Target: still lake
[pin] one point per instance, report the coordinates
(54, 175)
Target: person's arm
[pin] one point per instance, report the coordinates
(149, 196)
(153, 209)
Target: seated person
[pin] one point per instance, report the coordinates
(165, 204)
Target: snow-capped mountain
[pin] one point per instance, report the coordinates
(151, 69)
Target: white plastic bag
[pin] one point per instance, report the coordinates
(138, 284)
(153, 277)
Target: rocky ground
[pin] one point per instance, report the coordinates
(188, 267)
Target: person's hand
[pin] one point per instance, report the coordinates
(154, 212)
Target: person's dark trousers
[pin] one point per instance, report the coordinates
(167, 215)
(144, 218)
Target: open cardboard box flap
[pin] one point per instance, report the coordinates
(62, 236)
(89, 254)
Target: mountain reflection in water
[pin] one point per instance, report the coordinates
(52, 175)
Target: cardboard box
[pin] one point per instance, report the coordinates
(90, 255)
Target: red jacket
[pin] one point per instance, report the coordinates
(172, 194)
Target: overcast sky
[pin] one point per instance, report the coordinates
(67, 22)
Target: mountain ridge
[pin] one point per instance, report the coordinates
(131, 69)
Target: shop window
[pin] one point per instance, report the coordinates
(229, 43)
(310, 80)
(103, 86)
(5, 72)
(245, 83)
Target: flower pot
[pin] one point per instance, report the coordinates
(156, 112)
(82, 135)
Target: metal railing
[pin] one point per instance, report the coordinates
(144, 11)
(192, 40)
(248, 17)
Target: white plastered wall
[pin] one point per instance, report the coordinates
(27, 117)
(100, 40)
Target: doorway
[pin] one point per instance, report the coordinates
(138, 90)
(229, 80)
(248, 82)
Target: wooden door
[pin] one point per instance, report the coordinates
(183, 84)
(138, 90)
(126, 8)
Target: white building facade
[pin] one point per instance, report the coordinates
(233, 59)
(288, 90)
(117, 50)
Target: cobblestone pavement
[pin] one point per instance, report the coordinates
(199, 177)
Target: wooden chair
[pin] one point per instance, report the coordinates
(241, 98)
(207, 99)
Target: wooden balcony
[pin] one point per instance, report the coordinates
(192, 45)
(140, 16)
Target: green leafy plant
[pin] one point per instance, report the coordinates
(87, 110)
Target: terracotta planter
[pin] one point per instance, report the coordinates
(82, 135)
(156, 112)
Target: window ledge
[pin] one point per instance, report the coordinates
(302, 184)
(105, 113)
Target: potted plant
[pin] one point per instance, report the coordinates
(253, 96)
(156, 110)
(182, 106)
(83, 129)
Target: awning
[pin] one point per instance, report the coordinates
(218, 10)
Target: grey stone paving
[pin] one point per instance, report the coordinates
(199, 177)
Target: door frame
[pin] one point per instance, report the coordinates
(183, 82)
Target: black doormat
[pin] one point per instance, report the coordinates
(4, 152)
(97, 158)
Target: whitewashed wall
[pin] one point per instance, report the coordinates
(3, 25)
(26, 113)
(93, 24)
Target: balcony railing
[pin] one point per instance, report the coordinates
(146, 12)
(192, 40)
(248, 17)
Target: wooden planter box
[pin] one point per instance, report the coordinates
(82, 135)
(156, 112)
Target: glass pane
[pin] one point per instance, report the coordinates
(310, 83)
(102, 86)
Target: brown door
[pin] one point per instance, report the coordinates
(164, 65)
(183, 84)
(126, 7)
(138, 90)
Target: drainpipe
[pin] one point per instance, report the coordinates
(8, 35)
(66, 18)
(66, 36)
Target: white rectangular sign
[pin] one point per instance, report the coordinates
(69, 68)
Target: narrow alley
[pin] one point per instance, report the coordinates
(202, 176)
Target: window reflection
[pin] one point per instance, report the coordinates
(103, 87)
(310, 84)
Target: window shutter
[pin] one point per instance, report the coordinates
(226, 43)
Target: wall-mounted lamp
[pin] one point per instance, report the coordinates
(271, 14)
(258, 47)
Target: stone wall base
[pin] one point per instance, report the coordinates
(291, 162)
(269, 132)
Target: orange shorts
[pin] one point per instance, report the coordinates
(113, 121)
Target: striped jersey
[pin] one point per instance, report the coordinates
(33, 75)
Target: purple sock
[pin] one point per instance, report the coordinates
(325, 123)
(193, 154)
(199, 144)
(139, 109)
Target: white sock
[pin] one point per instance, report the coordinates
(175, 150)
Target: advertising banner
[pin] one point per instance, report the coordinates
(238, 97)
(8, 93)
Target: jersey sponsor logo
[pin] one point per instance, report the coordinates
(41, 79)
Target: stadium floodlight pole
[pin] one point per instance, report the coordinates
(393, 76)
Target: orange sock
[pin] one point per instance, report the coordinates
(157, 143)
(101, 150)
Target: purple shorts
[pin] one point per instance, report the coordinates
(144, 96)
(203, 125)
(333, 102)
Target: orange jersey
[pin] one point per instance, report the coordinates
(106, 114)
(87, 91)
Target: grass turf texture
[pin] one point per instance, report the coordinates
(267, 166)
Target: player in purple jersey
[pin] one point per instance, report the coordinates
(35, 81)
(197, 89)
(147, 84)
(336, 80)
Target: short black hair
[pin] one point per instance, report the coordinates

» Goal of the exercise
Generate a verbatim printout of all the entries.

» Exercise result
Target: still lake
[pin] one point per instance, report the coordinates
(54, 175)
Target: person's arm
[pin] one point per instance, report the coordinates
(149, 196)
(153, 209)
Target: seated person
[pin] one point per instance, report the coordinates
(165, 204)
Target: snow-capped mountain
[pin] one point per instance, report the coordinates
(151, 69)
Target: white plastic bag
[pin] one point per instance, report the coordinates
(138, 284)
(153, 277)
Target: rocky ground
[pin] one point per instance, report the coordinates
(188, 267)
Target: person's hand
[pin] one point per instance, report the coordinates
(154, 212)
Target: person's dark trousers
[pin] one point per instance, report the coordinates
(167, 215)
(144, 218)
Target: open cardboard box flap
[pin] one point per instance, report the coordinates
(62, 236)
(89, 254)
Target: mountain reflection in water
[pin] one point per instance, report the coordinates
(52, 175)
Target: cardboard box
[pin] one point per instance, report the coordinates
(90, 255)
Target: red jacket
[pin] one point per instance, report the coordinates
(172, 194)
Target: overcast sky
[pin] one point per instance, report the coordinates
(67, 22)
Target: mountain ridge
[pin] one point per instance, report the coordinates
(131, 69)
Target: shop window
[pin] one point per instance, report the coordinates
(229, 43)
(310, 80)
(103, 86)
(5, 72)
(245, 83)
Target: flower pot
[pin] one point per instance, report the coordinates
(156, 112)
(82, 135)
Target: metal railing
[pin] one point per instance, report the coordinates
(144, 11)
(192, 40)
(248, 17)
Target: white plastered wall
[pin] one point per instance, report the coordinates
(27, 117)
(100, 40)
Target: doorway
[pin] one point per instance, report the coordinates
(138, 90)
(229, 80)
(248, 82)
Target: wooden door
[pin] one point per instance, report the coordinates
(183, 84)
(138, 90)
(126, 8)
Target: white building facade
[pin] one point per instance, report the coordinates
(233, 59)
(288, 90)
(117, 50)
Target: cobblestone pavement
[pin] one point per instance, report the coordinates
(199, 177)
Target: wooden chair
[pin] one point per instance, report the coordinates
(241, 98)
(207, 99)
Target: wooden balcony
[pin] one point per instance, report the coordinates
(192, 45)
(140, 16)
Target: green leafy plant
[pin] one point per instance, report the coordinates
(87, 110)
Target: terracotta planter
[pin] one point per instance, report the coordinates
(82, 135)
(156, 112)
Target: window ledge
[pin] one point per instance, report the coordinates
(302, 184)
(105, 113)
Target: potted plant
[pin] one point per instance, report the coordinates
(253, 96)
(156, 110)
(182, 106)
(83, 129)
Target: awning
[pin] one point per instance, report the coordinates
(218, 10)
Target: grey stone paving
[pin] one point per instance, report the coordinates
(199, 177)
Target: door frame
[pin] one point per instance, report the coordinates
(183, 82)
Target: black doormat
[pin] one point per instance, report the coordinates
(4, 152)
(97, 158)
Target: whitewashed wall
[pin] one point per instance, report the coordinates
(3, 25)
(26, 113)
(93, 24)
Target: balcony railing
[pin] one point per instance, report the coordinates
(146, 12)
(192, 40)
(248, 17)
Target: wooden planter box
[pin] one point per instance, report the coordinates
(82, 135)
(156, 112)
Target: glass pane
[pin] one point per instance, report the coordinates
(310, 83)
(102, 86)
Target: brown door
[pin] one point per instance, report the coordinates
(164, 65)
(183, 84)
(126, 7)
(138, 90)
Target: drainpipe
[pin] one point per instance, report the coordinates
(8, 35)
(66, 18)
(66, 36)
Target: white rectangular sign
[pin] one point per instance, report the coordinates
(69, 68)
Target: narrow alley
[pin] one point per instance, report the coordinates
(202, 176)
Target: window reflection
[pin] one point per instance, report the coordinates
(103, 87)
(310, 84)
Target: window shutter
[pin] one point per instance, report the coordinates
(226, 43)
Target: wall-mounted lamp
[pin] one point per instance, report the coordinates
(271, 14)
(258, 47)
Target: stone wall base
[pin] one point per instance, report the coordinates
(291, 162)
(269, 132)
Target: orange shorts
[pin] one point per instance, report the coordinates
(113, 121)
Target: striped jersey
[pin] one point per instance, report the coordinates
(33, 75)
Target: purple sock
[pin] one point per instance, report the coordinates
(325, 123)
(193, 154)
(199, 144)
(139, 109)
Target: white sock
[pin] one point per instance, report the coordinates
(175, 150)
Target: advertising banner
[pin] one point per instance, report the coordinates
(238, 97)
(8, 93)
Target: jersey sponsor logo
[pin] one point per instance, report the coordinates
(41, 79)
Target: stadium floodlight pole
[pin] one point per instance, report the coordinates
(393, 76)
Target: orange sock
[pin] one point per instance, report the coordinates
(157, 143)
(101, 150)
Target: purple shorts
[pin] one point per instance, report the coordinates
(144, 96)
(203, 125)
(333, 102)
Target: orange jersey
[pin] one point per instance, report the coordinates
(106, 114)
(87, 91)
Target: grass turf texture
[pin] one point per instance, report the coordinates
(267, 166)
Target: player in purple jersey
[pin] one point per instance, report the coordinates
(35, 81)
(197, 89)
(147, 84)
(336, 80)
Target: short black hair
[pin] one point per instance, report the coordinates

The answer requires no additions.